■ INPUT
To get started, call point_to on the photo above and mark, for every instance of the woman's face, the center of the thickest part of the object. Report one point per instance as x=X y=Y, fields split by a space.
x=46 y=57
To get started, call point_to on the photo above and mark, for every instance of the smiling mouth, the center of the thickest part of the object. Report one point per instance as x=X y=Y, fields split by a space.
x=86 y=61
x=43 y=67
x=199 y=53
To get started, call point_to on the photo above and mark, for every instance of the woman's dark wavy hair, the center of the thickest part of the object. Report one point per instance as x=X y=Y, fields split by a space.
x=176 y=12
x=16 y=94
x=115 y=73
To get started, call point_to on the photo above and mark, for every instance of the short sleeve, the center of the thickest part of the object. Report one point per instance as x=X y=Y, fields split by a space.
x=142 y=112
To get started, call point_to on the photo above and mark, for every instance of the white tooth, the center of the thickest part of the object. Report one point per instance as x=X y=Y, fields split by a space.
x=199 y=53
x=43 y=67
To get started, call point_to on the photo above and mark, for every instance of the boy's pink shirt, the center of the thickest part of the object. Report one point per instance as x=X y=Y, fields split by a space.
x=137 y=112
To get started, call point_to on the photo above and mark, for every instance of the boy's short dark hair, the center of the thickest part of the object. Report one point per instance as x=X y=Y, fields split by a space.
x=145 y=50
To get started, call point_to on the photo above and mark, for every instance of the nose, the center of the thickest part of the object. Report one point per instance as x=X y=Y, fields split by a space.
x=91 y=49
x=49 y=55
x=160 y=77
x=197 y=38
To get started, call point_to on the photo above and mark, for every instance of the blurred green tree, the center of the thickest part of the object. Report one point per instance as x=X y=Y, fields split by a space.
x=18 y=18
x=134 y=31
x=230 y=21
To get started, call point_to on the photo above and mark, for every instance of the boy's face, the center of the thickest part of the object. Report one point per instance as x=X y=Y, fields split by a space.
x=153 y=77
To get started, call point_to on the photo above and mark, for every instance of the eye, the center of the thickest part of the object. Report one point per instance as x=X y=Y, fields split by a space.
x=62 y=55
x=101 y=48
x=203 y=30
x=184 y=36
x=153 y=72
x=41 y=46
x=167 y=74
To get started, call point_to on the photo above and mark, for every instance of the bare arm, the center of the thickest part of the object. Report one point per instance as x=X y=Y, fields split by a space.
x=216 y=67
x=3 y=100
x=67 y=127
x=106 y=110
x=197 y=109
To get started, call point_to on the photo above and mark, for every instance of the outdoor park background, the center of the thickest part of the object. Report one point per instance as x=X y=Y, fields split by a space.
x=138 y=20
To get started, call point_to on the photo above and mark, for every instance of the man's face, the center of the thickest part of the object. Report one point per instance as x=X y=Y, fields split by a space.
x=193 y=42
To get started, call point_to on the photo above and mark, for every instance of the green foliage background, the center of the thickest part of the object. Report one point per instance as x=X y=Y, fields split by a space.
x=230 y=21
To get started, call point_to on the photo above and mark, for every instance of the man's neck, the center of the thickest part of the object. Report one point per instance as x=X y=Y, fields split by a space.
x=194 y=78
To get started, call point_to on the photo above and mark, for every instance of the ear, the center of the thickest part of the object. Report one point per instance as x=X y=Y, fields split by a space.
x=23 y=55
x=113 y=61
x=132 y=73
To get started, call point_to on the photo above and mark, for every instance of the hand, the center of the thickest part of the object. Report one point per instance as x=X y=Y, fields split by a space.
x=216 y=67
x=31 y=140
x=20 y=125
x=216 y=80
...
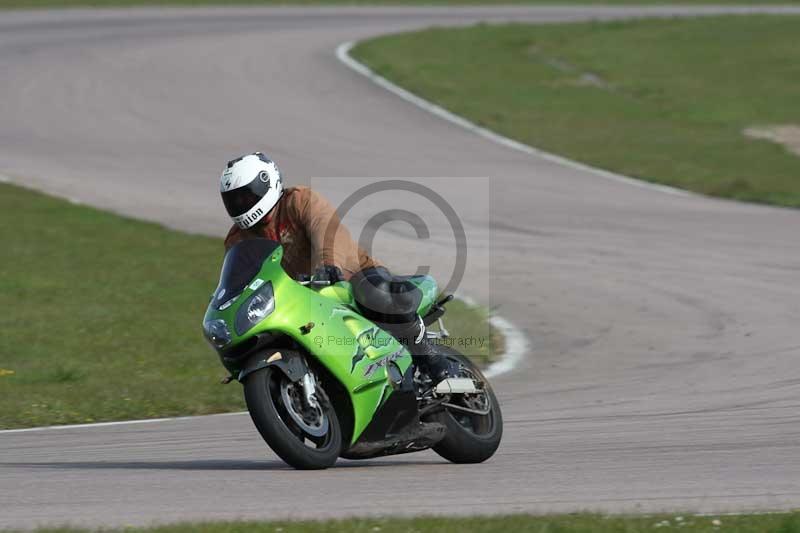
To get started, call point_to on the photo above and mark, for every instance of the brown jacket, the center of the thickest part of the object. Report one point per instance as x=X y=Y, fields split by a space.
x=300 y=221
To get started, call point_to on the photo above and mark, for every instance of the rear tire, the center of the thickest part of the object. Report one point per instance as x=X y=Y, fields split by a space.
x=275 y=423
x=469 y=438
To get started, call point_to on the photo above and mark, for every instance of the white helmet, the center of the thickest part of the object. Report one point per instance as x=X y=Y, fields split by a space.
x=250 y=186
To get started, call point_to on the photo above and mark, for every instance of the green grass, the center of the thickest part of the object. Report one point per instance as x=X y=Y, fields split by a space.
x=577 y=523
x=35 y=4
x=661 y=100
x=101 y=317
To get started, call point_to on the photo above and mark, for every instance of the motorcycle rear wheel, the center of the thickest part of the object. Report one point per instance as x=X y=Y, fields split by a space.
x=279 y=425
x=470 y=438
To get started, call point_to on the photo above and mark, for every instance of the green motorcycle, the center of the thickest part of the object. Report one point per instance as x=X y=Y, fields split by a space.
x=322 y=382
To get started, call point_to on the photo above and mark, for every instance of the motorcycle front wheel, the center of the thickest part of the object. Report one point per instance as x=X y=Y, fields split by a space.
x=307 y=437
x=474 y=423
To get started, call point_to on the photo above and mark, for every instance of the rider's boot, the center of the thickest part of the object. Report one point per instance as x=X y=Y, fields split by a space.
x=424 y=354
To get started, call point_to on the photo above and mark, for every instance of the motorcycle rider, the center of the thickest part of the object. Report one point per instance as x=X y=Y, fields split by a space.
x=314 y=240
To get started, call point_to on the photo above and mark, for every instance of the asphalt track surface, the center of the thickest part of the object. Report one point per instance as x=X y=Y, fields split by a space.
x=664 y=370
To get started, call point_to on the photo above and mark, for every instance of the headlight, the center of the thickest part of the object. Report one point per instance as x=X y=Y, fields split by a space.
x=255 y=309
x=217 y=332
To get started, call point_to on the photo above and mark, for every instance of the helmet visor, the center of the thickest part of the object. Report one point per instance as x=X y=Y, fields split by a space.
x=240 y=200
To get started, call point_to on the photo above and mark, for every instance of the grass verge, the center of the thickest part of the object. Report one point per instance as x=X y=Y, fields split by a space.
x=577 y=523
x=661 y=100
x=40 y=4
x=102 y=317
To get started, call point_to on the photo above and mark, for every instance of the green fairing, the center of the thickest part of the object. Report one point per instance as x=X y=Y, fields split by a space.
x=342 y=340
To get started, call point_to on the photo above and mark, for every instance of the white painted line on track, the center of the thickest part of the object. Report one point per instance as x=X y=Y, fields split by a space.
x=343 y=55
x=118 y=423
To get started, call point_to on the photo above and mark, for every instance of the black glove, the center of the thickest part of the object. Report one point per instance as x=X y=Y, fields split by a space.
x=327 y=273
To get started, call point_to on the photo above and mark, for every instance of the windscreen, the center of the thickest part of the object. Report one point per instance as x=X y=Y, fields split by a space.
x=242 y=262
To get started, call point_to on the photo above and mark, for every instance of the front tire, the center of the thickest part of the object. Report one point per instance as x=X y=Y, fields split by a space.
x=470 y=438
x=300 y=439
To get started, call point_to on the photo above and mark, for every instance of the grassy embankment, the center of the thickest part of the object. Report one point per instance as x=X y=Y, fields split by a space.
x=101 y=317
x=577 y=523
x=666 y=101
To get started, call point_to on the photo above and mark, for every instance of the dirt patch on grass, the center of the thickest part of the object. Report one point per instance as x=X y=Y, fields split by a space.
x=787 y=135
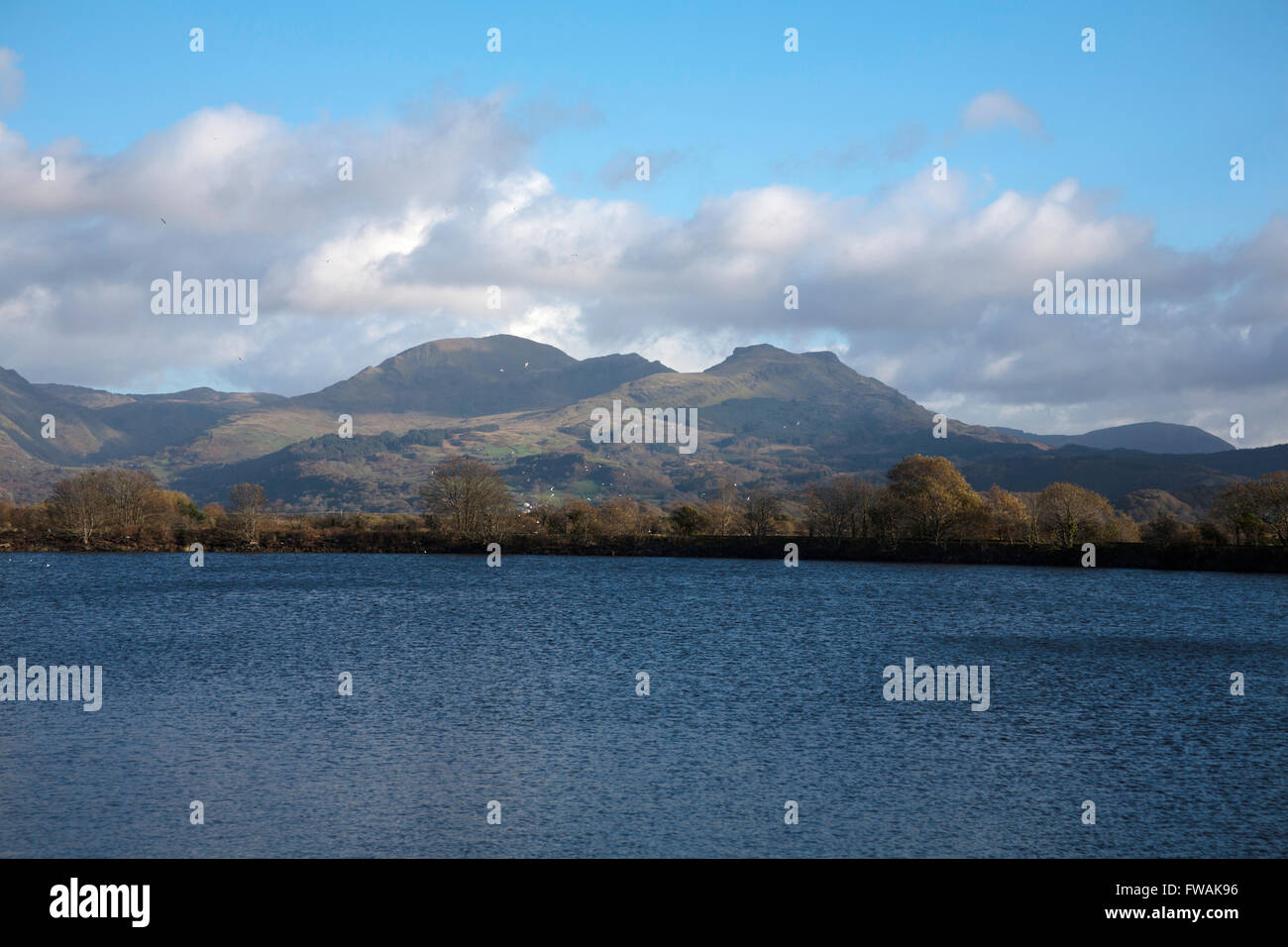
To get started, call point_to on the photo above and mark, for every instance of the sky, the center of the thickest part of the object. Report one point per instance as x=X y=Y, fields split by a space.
* * *
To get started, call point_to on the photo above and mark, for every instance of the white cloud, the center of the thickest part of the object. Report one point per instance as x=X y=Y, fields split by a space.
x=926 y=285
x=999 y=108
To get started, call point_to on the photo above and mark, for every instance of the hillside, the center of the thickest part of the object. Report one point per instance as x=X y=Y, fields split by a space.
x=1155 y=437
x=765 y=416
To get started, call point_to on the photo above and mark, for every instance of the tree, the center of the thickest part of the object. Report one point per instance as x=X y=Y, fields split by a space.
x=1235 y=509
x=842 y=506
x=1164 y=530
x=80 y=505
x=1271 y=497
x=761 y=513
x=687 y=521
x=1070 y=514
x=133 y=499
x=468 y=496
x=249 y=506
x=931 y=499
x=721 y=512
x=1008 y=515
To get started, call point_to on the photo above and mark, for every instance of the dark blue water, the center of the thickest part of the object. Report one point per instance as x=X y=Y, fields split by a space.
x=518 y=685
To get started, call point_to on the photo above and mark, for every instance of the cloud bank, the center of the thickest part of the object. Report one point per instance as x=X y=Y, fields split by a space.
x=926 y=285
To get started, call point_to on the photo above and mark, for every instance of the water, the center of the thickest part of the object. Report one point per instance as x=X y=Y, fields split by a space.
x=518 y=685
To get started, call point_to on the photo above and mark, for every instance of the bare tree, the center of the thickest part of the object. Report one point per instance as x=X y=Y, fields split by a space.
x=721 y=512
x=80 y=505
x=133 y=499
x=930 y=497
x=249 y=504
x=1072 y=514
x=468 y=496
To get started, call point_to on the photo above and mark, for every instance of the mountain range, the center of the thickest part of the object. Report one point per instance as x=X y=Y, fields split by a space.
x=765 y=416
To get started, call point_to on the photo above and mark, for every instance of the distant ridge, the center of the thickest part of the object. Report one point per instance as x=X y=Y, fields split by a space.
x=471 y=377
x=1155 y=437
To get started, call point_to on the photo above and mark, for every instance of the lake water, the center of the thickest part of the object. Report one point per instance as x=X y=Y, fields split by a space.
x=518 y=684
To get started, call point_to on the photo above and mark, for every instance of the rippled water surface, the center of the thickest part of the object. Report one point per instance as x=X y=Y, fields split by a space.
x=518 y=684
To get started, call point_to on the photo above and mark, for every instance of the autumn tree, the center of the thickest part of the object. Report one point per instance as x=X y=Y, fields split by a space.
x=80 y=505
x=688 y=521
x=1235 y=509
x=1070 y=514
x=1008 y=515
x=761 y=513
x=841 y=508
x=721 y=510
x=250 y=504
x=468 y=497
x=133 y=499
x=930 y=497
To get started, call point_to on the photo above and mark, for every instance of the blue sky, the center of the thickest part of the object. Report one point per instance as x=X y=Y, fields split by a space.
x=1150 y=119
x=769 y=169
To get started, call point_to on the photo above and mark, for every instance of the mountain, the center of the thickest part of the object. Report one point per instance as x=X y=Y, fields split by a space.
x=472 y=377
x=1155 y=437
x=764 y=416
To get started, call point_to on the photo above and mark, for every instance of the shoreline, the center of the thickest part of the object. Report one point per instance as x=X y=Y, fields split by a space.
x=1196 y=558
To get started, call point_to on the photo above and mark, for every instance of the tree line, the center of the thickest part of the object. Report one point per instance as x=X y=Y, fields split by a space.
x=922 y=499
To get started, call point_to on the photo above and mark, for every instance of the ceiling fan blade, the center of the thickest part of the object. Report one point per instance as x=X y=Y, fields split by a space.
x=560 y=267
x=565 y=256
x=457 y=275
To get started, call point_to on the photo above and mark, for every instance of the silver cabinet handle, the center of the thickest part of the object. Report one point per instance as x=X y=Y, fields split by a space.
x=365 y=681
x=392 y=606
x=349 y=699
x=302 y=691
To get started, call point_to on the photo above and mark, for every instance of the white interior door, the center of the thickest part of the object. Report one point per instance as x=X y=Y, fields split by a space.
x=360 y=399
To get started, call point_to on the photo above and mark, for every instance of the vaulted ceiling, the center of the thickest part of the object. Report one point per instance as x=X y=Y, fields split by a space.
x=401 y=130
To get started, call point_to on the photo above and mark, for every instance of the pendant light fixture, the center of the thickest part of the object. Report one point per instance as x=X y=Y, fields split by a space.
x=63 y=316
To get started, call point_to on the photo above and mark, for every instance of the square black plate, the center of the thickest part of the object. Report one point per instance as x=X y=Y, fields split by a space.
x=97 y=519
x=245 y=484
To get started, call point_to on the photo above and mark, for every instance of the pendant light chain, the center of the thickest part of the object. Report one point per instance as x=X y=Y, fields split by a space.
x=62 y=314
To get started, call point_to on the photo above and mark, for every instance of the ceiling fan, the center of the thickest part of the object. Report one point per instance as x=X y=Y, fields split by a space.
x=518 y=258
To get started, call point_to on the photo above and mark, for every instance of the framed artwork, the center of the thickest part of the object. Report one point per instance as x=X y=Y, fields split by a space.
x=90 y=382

■ WHAT THE TASK ASKS
Reproduce word for word the records between the line holding "of the rear" and the line holding "x=322 y=382", including both of those lines.

■ EXPECTED ANSWER
To get started, call point_to on the photo above and mark, for every instance of the rear tire, the center of the thickest part of the object. Report one point per instance as x=X y=Y, fields split by a space.
x=275 y=423
x=469 y=438
To get started, call point_to on the photo above and mark, for every instance of the white helmet, the center of the thickest part of the object. Report one point per instance as x=X y=Y, fields split by a space.
x=250 y=186
To get started, call point_to on the photo above and mark, for every instance of the green grass, the center of the thickest part of the object. Report one point per instance as x=X y=Y, fields split by a space.
x=577 y=523
x=35 y=4
x=661 y=100
x=101 y=317
To get started, call point_to on the photo above and mark, for every instance of the motorcycle rear wheel, the center of the thickest part of the object. Report one point per instance as x=X y=Y, fields split by a space.
x=279 y=425
x=470 y=438
To get started, call point_to on the photo above and mark, for every instance of the green motorcycle, the center of the thickest part of the object. Report one point per instance as x=X y=Y, fields split by a space.
x=322 y=382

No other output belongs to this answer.